Extract provided.
Filming for the series began as early as August 2019, when Yamazaki was spotted during filming in Dōgenzaka, a district of Shibuya on August 8. The following day, crew members were spotted near a store in Fukutomi-cho, located in the city of Yokohama. From September 17 to 20, Yamazaki and Tsuchiya were seen filming in an apartment complex in front of Kita-Suzurandai Station, on the Shintetsu Arima Line, in the city of Kobe. According to the production company Robot Communications, the show's script was revised to "match the building layout". A scene from the first episode featuring Yamazaki's character, Arisu, meeting his friends Chōta and Karube near Tokyo's busy Shibuya Crossing, was originally supposed to be filmed inside a Starbucks. However, due to the complexity of a glass-covered set, the scene took place in front of a sign outside Shibuya Station. Furthermore, a scene taking place inside Shibuya Station, in which the main characters enter a bathroom and reemerge to an empty Tokyo, was shot in a four-minute continuous take. Extras were recruited for the series from August 9 to December 11, in various cities. The creator of the manga the series is based on, Haro Aso, was allowed to visit various sets. Filming took place in several cities and concluded in December 2019.

Filming for the second season wrapped in March 2022.

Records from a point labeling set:

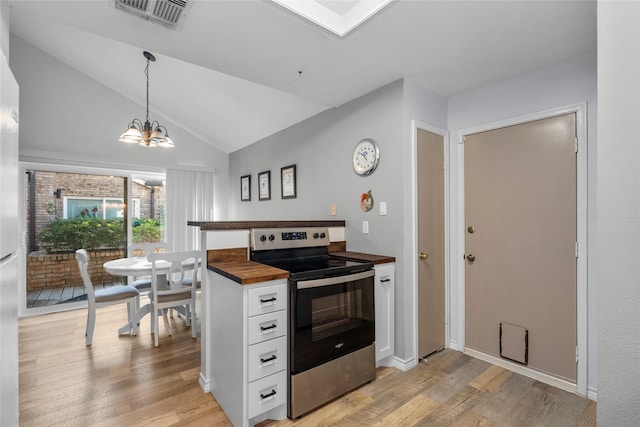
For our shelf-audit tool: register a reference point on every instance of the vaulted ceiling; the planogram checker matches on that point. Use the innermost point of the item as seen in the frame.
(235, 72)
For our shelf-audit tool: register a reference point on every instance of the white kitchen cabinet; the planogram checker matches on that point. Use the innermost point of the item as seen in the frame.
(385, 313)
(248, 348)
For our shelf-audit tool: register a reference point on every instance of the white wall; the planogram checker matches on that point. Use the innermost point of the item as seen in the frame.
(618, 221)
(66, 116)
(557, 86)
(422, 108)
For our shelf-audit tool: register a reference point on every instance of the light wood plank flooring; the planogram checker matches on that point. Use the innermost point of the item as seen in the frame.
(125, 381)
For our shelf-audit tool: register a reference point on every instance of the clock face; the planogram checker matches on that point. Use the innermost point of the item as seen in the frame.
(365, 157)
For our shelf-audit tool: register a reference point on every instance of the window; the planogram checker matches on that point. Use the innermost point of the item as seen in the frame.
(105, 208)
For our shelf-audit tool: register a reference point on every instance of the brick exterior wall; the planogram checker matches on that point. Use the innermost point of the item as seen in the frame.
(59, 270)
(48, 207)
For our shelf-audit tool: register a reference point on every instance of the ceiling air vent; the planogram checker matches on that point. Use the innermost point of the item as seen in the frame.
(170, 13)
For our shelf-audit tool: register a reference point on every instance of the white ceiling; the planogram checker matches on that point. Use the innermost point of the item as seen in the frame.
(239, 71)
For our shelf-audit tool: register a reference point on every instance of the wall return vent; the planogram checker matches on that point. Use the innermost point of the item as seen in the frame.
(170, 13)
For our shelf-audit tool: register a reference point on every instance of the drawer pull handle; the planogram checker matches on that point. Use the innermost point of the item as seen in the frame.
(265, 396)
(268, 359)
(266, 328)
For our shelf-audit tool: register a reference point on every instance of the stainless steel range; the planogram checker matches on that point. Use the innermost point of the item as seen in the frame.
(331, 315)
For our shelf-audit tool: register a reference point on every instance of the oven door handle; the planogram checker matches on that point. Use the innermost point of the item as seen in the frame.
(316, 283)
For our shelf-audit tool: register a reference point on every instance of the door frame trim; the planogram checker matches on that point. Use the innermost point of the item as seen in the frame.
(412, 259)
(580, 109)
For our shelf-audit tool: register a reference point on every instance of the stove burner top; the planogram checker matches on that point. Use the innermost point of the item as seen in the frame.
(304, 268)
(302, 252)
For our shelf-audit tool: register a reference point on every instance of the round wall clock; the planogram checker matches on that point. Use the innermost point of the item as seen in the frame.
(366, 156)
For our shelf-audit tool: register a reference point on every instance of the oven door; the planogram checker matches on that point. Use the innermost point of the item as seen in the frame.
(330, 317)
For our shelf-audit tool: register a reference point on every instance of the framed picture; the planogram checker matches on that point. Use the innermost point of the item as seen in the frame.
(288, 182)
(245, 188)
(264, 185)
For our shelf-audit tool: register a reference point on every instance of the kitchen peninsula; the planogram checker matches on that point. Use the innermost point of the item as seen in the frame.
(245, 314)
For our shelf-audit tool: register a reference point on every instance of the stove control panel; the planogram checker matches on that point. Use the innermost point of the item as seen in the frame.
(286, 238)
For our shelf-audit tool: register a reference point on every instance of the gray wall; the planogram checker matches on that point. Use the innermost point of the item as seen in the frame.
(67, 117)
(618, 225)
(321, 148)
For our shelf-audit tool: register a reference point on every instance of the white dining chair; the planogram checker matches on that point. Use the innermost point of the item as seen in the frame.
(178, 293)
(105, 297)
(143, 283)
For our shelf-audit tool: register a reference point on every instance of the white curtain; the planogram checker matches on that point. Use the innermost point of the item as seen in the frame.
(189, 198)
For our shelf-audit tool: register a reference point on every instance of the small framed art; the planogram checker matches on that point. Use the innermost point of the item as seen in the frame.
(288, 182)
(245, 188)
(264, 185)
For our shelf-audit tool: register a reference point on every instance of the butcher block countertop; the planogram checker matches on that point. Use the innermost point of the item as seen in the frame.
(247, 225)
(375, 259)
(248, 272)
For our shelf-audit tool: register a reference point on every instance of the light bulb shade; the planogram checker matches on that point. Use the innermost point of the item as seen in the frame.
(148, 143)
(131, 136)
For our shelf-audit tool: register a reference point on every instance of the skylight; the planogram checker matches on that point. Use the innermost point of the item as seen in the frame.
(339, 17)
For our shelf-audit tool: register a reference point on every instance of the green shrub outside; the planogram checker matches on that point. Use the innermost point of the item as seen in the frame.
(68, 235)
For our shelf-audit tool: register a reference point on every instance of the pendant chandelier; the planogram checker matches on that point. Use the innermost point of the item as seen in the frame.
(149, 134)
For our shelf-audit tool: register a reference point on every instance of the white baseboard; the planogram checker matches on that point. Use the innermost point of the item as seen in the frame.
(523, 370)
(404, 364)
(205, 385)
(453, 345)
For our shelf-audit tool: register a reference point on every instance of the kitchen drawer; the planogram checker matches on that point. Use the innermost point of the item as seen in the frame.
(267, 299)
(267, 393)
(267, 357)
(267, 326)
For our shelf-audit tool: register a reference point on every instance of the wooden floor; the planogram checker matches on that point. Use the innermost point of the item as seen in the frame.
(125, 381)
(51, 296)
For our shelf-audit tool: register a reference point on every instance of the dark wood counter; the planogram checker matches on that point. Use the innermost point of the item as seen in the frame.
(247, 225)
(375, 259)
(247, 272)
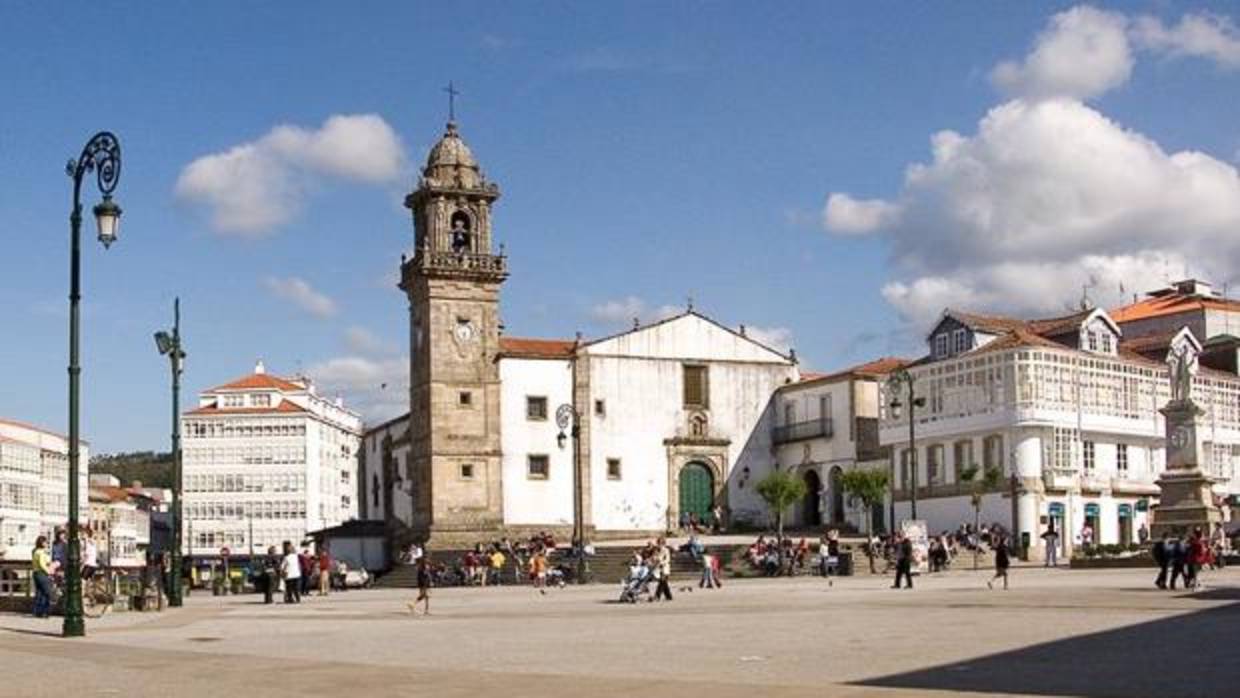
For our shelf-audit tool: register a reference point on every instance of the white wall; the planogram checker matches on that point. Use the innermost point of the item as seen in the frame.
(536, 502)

* * *

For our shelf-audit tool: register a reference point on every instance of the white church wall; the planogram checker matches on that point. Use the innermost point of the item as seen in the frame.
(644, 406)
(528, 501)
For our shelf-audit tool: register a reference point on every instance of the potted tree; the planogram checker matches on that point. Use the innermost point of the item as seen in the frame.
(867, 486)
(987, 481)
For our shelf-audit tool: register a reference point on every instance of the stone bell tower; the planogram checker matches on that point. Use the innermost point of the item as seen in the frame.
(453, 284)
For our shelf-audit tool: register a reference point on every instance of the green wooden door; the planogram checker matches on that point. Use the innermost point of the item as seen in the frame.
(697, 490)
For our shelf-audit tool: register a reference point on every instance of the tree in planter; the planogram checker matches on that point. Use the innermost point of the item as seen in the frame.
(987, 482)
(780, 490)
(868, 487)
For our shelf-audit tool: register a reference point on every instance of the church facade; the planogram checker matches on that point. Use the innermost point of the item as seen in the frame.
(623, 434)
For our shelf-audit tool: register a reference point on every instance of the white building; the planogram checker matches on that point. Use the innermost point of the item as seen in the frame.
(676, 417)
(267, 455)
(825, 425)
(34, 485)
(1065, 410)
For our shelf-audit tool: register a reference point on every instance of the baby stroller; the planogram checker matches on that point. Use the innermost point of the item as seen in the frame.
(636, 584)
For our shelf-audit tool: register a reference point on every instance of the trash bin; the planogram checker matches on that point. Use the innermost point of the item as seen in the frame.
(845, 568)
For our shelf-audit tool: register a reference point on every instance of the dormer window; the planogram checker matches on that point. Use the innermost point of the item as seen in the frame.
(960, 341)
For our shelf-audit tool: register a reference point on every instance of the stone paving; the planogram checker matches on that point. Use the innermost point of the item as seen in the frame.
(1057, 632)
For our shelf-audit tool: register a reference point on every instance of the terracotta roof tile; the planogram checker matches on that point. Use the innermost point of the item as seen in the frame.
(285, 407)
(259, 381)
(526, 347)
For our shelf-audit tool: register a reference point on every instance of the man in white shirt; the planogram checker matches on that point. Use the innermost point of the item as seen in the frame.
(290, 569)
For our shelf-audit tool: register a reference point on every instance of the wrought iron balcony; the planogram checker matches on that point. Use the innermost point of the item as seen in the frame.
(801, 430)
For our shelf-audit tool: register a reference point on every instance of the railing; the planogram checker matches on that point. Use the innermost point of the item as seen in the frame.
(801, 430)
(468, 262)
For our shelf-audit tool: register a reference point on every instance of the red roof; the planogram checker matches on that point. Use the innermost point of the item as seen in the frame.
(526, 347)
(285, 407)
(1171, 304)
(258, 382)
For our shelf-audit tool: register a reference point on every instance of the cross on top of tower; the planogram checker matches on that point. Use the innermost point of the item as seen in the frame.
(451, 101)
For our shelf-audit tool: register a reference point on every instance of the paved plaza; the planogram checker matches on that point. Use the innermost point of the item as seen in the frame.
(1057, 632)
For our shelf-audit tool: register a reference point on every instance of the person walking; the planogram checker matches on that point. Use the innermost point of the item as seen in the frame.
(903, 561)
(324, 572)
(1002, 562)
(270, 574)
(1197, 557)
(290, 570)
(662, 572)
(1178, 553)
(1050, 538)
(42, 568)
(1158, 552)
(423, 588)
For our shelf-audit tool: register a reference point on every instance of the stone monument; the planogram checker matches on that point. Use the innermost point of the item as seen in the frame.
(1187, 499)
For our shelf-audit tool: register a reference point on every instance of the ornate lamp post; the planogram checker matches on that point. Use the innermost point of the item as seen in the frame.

Task to carry out.
Answer these questions from the text on filming the series:
(a) Where were Yamazaki and Tsuchiya seen filming from September 17 to 20?
(b) How was the scene inside Shibuya Station shot?
(c) When did filming for the second season wrap?

Exercise result.
(a) In an apartment complex in front of Kita-Suzurandai Station, on the Shintetsu Arima Line, in the city of Kobe.
(b) In a four-minute continuous take.
(c) In March 2022.